- **WHAT THE TASK REQUIRES**
Extract every entry word for word.

--*--

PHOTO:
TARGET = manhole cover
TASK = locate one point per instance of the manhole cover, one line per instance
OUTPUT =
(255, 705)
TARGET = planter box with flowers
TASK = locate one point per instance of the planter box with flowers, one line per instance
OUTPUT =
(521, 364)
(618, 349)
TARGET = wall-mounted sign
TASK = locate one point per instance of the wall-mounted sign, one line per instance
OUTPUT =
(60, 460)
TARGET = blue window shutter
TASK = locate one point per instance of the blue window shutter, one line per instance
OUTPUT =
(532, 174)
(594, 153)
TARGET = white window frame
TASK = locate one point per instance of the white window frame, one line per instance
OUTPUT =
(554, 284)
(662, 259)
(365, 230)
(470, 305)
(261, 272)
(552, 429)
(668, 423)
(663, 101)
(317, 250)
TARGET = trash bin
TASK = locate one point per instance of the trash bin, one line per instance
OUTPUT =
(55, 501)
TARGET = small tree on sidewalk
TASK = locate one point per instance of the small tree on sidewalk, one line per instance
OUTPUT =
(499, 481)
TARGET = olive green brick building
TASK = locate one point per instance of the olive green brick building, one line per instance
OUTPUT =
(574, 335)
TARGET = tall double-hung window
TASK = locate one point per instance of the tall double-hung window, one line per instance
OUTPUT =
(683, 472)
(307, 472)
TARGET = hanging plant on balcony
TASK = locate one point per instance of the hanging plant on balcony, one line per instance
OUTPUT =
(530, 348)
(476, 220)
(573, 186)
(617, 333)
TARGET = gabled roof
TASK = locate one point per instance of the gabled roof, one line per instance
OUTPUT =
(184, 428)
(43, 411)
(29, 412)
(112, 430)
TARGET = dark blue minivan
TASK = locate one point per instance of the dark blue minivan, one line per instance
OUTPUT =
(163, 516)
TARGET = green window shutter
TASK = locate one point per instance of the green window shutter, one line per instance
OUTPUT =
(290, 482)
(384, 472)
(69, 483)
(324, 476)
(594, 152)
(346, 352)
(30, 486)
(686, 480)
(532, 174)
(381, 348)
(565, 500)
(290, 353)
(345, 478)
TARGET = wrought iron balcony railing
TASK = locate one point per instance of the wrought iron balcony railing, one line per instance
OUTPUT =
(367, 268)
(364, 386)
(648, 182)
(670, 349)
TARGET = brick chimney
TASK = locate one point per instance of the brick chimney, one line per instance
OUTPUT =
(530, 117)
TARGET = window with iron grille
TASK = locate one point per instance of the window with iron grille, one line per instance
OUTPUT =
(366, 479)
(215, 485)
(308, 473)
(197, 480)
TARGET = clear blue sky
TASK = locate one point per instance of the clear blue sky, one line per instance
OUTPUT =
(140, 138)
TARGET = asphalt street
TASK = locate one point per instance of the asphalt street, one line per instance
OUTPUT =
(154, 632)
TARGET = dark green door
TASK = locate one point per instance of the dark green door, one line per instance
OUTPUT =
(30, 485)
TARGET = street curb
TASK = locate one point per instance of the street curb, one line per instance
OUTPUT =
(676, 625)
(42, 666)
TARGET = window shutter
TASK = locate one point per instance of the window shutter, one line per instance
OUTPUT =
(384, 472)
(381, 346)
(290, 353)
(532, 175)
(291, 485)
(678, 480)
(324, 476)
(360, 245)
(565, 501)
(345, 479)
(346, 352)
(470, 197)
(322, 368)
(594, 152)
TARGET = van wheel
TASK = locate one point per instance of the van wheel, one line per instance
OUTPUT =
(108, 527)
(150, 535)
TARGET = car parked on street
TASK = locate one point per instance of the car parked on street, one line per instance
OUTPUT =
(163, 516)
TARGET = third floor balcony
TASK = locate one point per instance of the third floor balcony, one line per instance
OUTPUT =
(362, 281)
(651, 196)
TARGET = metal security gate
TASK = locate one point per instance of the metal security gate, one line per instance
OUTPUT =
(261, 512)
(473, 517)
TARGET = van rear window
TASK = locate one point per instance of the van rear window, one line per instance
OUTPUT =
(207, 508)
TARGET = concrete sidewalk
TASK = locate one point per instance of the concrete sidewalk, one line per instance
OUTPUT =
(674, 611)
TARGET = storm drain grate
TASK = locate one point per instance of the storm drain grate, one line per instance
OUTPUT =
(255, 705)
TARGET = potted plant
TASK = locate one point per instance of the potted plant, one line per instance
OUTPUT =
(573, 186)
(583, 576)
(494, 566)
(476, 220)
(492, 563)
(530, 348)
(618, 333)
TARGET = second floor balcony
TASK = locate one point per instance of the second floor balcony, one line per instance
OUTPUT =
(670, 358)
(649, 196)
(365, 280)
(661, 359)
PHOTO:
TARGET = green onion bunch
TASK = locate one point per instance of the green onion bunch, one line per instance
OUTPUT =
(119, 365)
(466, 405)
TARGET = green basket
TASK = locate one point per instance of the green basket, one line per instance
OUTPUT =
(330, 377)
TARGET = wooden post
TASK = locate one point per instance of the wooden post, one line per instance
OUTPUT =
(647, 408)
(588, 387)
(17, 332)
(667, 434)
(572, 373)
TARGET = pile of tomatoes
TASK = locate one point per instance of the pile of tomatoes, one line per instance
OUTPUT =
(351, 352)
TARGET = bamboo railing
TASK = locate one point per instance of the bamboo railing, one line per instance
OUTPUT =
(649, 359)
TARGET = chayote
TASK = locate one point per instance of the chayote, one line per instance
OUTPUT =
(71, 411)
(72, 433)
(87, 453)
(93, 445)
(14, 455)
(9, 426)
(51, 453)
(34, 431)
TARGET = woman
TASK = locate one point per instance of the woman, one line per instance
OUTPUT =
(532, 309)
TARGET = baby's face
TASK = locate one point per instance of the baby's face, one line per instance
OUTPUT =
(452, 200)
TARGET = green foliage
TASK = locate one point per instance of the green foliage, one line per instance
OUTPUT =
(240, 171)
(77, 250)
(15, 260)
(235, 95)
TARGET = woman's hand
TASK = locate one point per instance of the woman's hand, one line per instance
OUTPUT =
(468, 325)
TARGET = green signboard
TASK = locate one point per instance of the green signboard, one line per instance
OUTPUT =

--*--

- **CORRECT ANSWER**
PHOTO:
TARGET = manhole cover
TASK = locate one point per instance of the manhole cover, one line per instance
OUTPUT =
(255, 705)
TARGET = planter box with flowers
TASK = locate one point per instance of the planter box with flowers, one line per instance
OUTPUT =
(521, 364)
(618, 349)
TARGET = wall-mounted sign
TASK = locate one point per instance of the wall-mounted sign, one line per instance
OUTPUT =
(60, 460)
TARGET = blue window shutter
TASK = locate one point per instance of the blue window shutter, one line per instance
OUTPUT =
(532, 174)
(594, 153)
TARGET = white window frame
TASK = locate one point per instance of the white window frame, one line per instance
OUTPUT =
(554, 284)
(662, 259)
(365, 230)
(470, 305)
(261, 272)
(552, 429)
(668, 423)
(663, 101)
(317, 250)
TARGET = trash bin
TASK = locate one point per instance of the trash bin, one line per instance
OUTPUT =
(55, 501)
TARGET = small tree on sidewalk
TASK = locate one point per instance of the small tree on sidewalk, one line per instance
OUTPUT =
(499, 481)
TARGET = olive green brick building
TASK = locate one point per instance of the olive green brick building, one line per instance
OUTPUT =
(574, 335)
TARGET = tall double-hung window
TASK = locate one point per instance of the tall double-hung window, one line per instance
OUTPUT =
(683, 472)
(307, 472)
TARGET = hanging plant on balcony
TASK = locate one point per instance of the hanging plant on balcony, one line per instance
OUTPUT =
(530, 348)
(476, 220)
(573, 186)
(617, 333)
TARGET = gabled roof
TASK = locate one point per instance of the gabled roof, one line per instance
OUTPUT =
(184, 428)
(43, 411)
(29, 412)
(112, 430)
TARGET = dark blue minivan
TASK = locate one point per instance of the dark blue minivan, one line per instance
OUTPUT =
(163, 516)
TARGET = green window shutter
TASK = locate one point per instance of the green window shutter, one line per instance
OUTPUT =
(290, 482)
(384, 472)
(69, 483)
(324, 476)
(594, 152)
(346, 352)
(30, 486)
(686, 480)
(532, 174)
(381, 348)
(565, 500)
(290, 353)
(345, 478)
TARGET = wrought iron balcony railing
TASK = locate one point per instance of the wrought iron balcony railing, one line per instance
OUTPUT =
(367, 268)
(364, 386)
(648, 182)
(670, 349)
TARGET = brick chimney
TASK = locate one point per instance of the brick chimney, one line per instance
OUTPUT =
(530, 117)
TARGET = window with iron grille
TASK = locate one point per instance of the window with iron grille, one line per instance
OUTPUT =
(366, 479)
(215, 485)
(308, 473)
(197, 480)
TARGET = clear blue sky
TASK = locate one point per instance of the clear blue sky, one line per instance
OUTPUT =
(140, 138)
TARGET = asphalt street
TASK = locate one point per instance of the asphalt street, one line per instance
OUTPUT =
(154, 632)
TARGET = dark green door
TASK = locate one point per instance of the dark green door, one line per instance
OUTPUT =
(30, 485)
TARGET = street curb
TASK = locate one point per instance of the street curb, one line per instance
OUTPUT =
(676, 625)
(42, 666)
TARGET = window shutter
TASK = locate one point per instance of the window shutter, one line per instance
OUTPUT =
(384, 472)
(381, 346)
(290, 353)
(532, 175)
(291, 485)
(678, 480)
(324, 476)
(360, 245)
(565, 501)
(345, 479)
(346, 352)
(470, 197)
(322, 368)
(594, 152)
TARGET = van wheel
TASK = locate one point per instance of the van wheel, one line per instance
OUTPUT =
(108, 527)
(150, 535)
TARGET = car parked on street
TASK = locate one point per instance of the car parked on street, one line per instance
OUTPUT =
(163, 516)
TARGET = third floor balcony
TASK = locate one point per instance of the third floor balcony, one line per instance
OUTPUT =
(362, 281)
(651, 196)
TARGET = metal security gate
TASK = locate one point per instance of the metal security gate, one line per instance
OUTPUT =
(261, 512)
(473, 517)
TARGET = van rear window
TASK = locate one point per instance of the van rear window, one line per instance
OUTPUT =
(207, 508)
TARGET = concrete sidewalk
TASK = locate one point per instance of the concrete sidewalk, one line per instance
OUTPUT =
(674, 611)
TARGET = storm drain grate
TASK = locate one point per instance of the storm drain grate, one line per instance
OUTPUT =
(255, 705)
TARGET = potted plant
TASK = locate one point per instance of the potted plant, one line per instance
OUTPUT =
(573, 186)
(583, 576)
(494, 566)
(476, 220)
(492, 563)
(530, 348)
(618, 333)
TARGET = second floor balcony
TASK = locate one point per instance of the second floor balcony, one line per instance
OUTPUT =
(670, 358)
(649, 196)
(365, 280)
(661, 359)
PHOTO:
TARGET = green onion bunch
TASK = locate one point per instance of the green onion bunch, one line per instance
OUTPUT =
(119, 365)
(466, 405)
TARGET = green basket
TASK = locate one point per instance of the green basket, one line per instance
OUTPUT =
(330, 377)
TARGET = wooden post
TASK = locate one point per instance of the wooden post, one line per instance
OUTPUT =
(647, 408)
(588, 387)
(17, 332)
(667, 434)
(572, 373)
TARGET = pile of tomatoes
TASK = locate one point per instance of the pile of tomatoes, one line per instance
OUTPUT =
(351, 352)
TARGET = bamboo railing
TASK = locate one point per instance of the bamboo railing, one line per instance
OUTPUT =
(649, 359)
TARGET = chayote
TASK = locate one point per instance of the chayote, one line per instance
OUTPUT =
(71, 411)
(72, 433)
(87, 453)
(93, 445)
(14, 455)
(9, 426)
(51, 453)
(34, 431)
TARGET = woman
TASK = locate one point per instance of the woman, one line per instance
OUTPUT =
(532, 309)
TARGET = baby's face
TASK = locate one point per instance of the baby's face, one line per instance
OUTPUT =
(452, 200)
TARGET = green foliage
TASK = locate one point per instance of the green foliage, one line per instance
OUTPUT =
(240, 171)
(77, 250)
(15, 260)
(235, 95)
TARGET = woman's hand
TASK = locate one point per instance of the woman's hand, one line per instance
OUTPUT =
(468, 325)
TARGET = green signboard
TASK = locate one point per instance of the green signboard, one line per instance
OUTPUT =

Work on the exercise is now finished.